Document excerpt —
▼

# Question about flooring



## HandsomeJack (Apr 25, 2009)

I haven't put in a floor yet to my tegu cage, and I was curious if I should spend the money to lino it or if I can get away with just sealing the wood (and painting it if I so choose). All the seams are sealed with caulk already, so it seems easy enough to just seal it and go. It would for sure save some money!

Here's a pic.






Thanks!


----------



## Red Earth Exotics (Apr 25, 2009)

it seems to me if you were to seal and paint it that it would be just fine.


----------



## DaveDragon (Apr 27, 2009)

I used sheet vinyl flooring that was on clearance. $3 per foot!! Sealed the corners with silicone caulk. 

http://www.tegutalk.com/forum/viewtopic.php?f=25&t=345


----------



## Tux (Apr 27, 2009)

I prefer to avoid vinyl due to it's VOC producing qualities, use linoleum or seal the wood with a water based poly.


----------



## DaveDragon (Apr 27, 2009)

Tux said:


> I prefer to avoid vinyl due to it's VOC producing qualities, use linoleum or seal the wood with a water based poly.


At what temp? Once you add the mulch it shouldn't matter.


----------



## Tux (Apr 27, 2009)

Even at room temp vinyl produces VOC's, the warmer it gets the more that's produced, I'm not saying rip it out but on a new build your better off to use the best option from a health prospective.


----------



## jmiles50 (Apr 27, 2009)

Just use KILLZ primor(a few coats) then a good high gloss outdoor paint. The reason I say high gloss is my buddy is a custom home builder, and he say's that high gloss paint will help seal it even more!!!


----------



## Tux (Apr 27, 2009)

Gloss won't help seal it but it will make the paint more durable, with that being said only outdoor trim is painted in high gloss, the rest is usually a semi, satin or even lower gloss. i prefer using water based poly and not worrying about paints on a floor.


----------



## omgtaylorg (Apr 27, 2009)

KILZ2 and your good to go...no need for anything more. Depending on the type of wood one coat of KILZ and one coat of paint after the KILZ does just fine...thats how mine is set up anyways and I have no problems what so ever.


----------

▲

Stated problem a — Reproduce the rows below word for word, starting at the line containing "Drop a point on every instance of the triangular" and running through the final row, with both ends included.

Data listing —
▼

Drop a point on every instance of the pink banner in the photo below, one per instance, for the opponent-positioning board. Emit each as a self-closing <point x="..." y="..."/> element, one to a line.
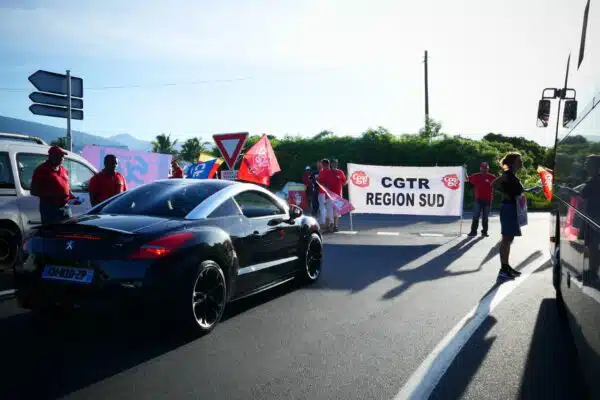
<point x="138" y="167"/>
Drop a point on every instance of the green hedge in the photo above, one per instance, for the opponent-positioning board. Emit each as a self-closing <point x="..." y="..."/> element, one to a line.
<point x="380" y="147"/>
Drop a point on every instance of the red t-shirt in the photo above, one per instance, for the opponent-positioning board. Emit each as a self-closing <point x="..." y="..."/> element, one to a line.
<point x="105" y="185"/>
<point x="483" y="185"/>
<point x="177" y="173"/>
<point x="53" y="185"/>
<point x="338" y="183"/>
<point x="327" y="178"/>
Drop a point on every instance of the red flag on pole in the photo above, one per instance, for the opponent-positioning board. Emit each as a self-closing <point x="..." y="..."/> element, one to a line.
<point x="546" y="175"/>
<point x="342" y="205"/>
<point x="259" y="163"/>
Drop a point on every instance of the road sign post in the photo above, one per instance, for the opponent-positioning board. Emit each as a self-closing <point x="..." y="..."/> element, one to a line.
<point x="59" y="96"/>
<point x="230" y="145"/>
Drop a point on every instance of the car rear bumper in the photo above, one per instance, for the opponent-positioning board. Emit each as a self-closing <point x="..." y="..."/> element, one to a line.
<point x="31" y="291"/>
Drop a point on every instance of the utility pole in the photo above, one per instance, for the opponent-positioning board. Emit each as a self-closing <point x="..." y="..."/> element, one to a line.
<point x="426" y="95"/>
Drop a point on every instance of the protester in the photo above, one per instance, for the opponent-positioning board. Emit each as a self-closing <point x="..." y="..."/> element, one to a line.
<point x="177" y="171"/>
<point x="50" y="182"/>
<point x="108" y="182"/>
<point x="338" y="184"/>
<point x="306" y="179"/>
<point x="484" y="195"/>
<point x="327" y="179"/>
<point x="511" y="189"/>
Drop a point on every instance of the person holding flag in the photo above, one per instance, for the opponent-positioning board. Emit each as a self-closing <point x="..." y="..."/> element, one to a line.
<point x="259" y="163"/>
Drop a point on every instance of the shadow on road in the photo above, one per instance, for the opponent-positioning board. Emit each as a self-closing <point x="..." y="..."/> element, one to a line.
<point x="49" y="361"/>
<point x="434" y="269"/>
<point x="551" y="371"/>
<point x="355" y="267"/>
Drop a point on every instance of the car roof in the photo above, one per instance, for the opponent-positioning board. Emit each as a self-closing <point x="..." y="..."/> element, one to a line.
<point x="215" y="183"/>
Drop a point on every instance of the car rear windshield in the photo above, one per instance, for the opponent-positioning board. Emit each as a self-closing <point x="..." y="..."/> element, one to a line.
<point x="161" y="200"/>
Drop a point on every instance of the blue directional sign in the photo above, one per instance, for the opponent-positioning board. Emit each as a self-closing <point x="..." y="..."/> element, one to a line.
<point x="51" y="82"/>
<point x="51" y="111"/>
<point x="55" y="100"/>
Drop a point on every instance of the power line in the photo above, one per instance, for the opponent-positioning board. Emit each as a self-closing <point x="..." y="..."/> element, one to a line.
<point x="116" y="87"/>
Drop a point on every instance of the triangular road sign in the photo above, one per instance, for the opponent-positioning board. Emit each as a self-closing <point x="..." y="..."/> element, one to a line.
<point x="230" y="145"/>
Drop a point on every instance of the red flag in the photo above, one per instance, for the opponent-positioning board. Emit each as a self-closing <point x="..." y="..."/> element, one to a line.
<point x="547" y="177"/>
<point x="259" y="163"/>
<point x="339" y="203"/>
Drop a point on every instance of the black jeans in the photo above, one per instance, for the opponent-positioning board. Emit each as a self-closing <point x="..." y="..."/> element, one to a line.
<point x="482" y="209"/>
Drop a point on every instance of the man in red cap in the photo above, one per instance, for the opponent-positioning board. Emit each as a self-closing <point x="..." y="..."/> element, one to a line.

▲

Stated problem b — In the flooring thread, what price per foot did DaveDragon pay for the sheet vinyl flooring?

Written response a —
Drop a point on every instance of the triangular road sign in the photo above, one per instance, for the opponent-positioning board. Emit each as a self-closing <point x="..." y="..."/> element, one to a line.
<point x="230" y="145"/>
Drop a point on every instance of the red flag in the photo above, one per instance, for the opponent-positioning board. Emit each as a self-closing <point x="..." y="..."/> element, one to a line.
<point x="547" y="177"/>
<point x="259" y="163"/>
<point x="339" y="203"/>
Drop a point on every instance of the black jeans in the photo above, one per instance, for the opponent-positioning board. Emit each as a self-closing <point x="..." y="..."/> element, one to a line.
<point x="482" y="209"/>
Drop a point on every instance of the man in red cap in the photo above, one per instance, for the opponent-positioning board. Emit each as a self-closing <point x="..." y="..."/> element, one to a line.

Written response b — $3 per foot, bought on clearance.